REQUIRED WORK: Transcribe every record in full, keeping it exactly the same.

WORKING DATA:

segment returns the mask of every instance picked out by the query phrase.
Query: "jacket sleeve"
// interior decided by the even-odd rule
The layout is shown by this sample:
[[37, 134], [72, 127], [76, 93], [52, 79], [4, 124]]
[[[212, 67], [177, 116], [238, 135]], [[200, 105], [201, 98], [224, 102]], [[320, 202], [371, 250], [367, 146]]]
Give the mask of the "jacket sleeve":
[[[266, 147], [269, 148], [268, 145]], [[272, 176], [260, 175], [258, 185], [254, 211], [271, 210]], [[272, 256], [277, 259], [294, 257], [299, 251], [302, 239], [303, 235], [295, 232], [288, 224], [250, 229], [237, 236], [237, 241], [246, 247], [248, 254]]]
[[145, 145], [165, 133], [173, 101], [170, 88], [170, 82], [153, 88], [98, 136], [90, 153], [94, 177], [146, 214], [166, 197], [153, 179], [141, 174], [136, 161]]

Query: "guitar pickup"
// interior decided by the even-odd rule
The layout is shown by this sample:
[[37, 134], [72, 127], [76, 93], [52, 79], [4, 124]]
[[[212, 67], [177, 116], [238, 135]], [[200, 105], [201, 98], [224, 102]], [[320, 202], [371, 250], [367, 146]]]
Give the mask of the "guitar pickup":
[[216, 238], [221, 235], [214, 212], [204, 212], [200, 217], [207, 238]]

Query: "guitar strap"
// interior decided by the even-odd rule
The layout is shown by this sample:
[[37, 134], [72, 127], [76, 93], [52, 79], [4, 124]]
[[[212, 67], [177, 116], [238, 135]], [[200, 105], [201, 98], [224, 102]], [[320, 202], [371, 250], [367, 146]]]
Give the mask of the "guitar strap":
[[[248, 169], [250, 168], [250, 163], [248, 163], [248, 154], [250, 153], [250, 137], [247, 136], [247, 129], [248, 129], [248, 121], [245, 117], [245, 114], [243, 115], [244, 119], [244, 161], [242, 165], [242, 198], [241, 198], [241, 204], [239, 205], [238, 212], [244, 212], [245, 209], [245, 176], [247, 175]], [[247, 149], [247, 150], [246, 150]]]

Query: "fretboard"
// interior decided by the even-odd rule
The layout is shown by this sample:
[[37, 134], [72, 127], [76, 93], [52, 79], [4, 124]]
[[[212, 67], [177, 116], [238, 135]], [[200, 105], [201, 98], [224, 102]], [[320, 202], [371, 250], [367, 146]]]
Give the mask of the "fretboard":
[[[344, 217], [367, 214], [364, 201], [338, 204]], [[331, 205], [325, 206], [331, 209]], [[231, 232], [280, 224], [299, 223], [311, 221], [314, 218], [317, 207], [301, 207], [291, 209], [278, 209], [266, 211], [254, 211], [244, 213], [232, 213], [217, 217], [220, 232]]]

RESPONSE BOX:
segment returns the mask of every instance picked out by the query phrase.
Query: "jacket sleeve"
// interior decided by the even-odd rule
The layout is shown by this sample:
[[37, 134], [72, 127], [76, 93], [52, 79], [4, 124]]
[[[212, 67], [177, 116], [238, 135]], [[200, 105], [201, 98], [224, 102]], [[320, 202], [371, 250], [367, 146]]]
Give the mask of the "jacket sleeve":
[[[266, 147], [269, 148], [268, 145]], [[272, 176], [260, 175], [258, 185], [254, 211], [271, 210]], [[272, 256], [277, 259], [294, 257], [299, 251], [302, 239], [303, 235], [295, 232], [288, 224], [250, 229], [237, 236], [237, 241], [246, 247], [248, 254]]]
[[145, 145], [165, 133], [173, 101], [170, 88], [170, 82], [153, 88], [98, 136], [90, 153], [94, 177], [146, 214], [166, 197], [153, 179], [141, 174], [136, 161]]

Query: "guitar pickup"
// interior decided by the even-odd rule
The layout is shown by this sample:
[[37, 134], [72, 127], [76, 93], [52, 79], [4, 124]]
[[[212, 67], [177, 116], [238, 135]], [[200, 105], [201, 98], [224, 102]], [[320, 202], [371, 250], [367, 146]]]
Give the mask of the "guitar pickup":
[[216, 238], [221, 235], [214, 212], [204, 212], [200, 217], [207, 238]]

Query: "guitar strap"
// interior decided by the even-odd rule
The layout is shown by this sample:
[[37, 134], [72, 127], [76, 93], [52, 79], [4, 124]]
[[[212, 67], [177, 116], [238, 135]], [[200, 105], [201, 98], [224, 102]], [[320, 202], [371, 250], [367, 146]]]
Give the mask of the "guitar strap":
[[[248, 169], [250, 168], [250, 163], [248, 163], [248, 154], [250, 153], [250, 137], [247, 136], [247, 129], [248, 129], [248, 121], [245, 117], [245, 114], [243, 115], [244, 119], [244, 161], [242, 165], [242, 198], [241, 198], [241, 204], [239, 205], [238, 212], [244, 212], [245, 209], [245, 176], [247, 175]], [[247, 149], [247, 150], [246, 150]]]

Query: "fretboard"
// interior decided by the even-odd rule
The layout is shown by this sample:
[[37, 134], [72, 127], [76, 93], [52, 79], [4, 124]]
[[[212, 67], [177, 116], [238, 135]], [[200, 105], [201, 98], [224, 102]], [[320, 202], [371, 250], [367, 146]]]
Give the mask of the "fretboard":
[[[344, 217], [367, 214], [364, 201], [338, 204]], [[331, 205], [325, 206], [331, 209]], [[231, 232], [280, 224], [299, 223], [311, 221], [314, 218], [317, 207], [301, 207], [291, 209], [278, 209], [266, 211], [254, 211], [244, 213], [232, 213], [217, 217], [220, 232]]]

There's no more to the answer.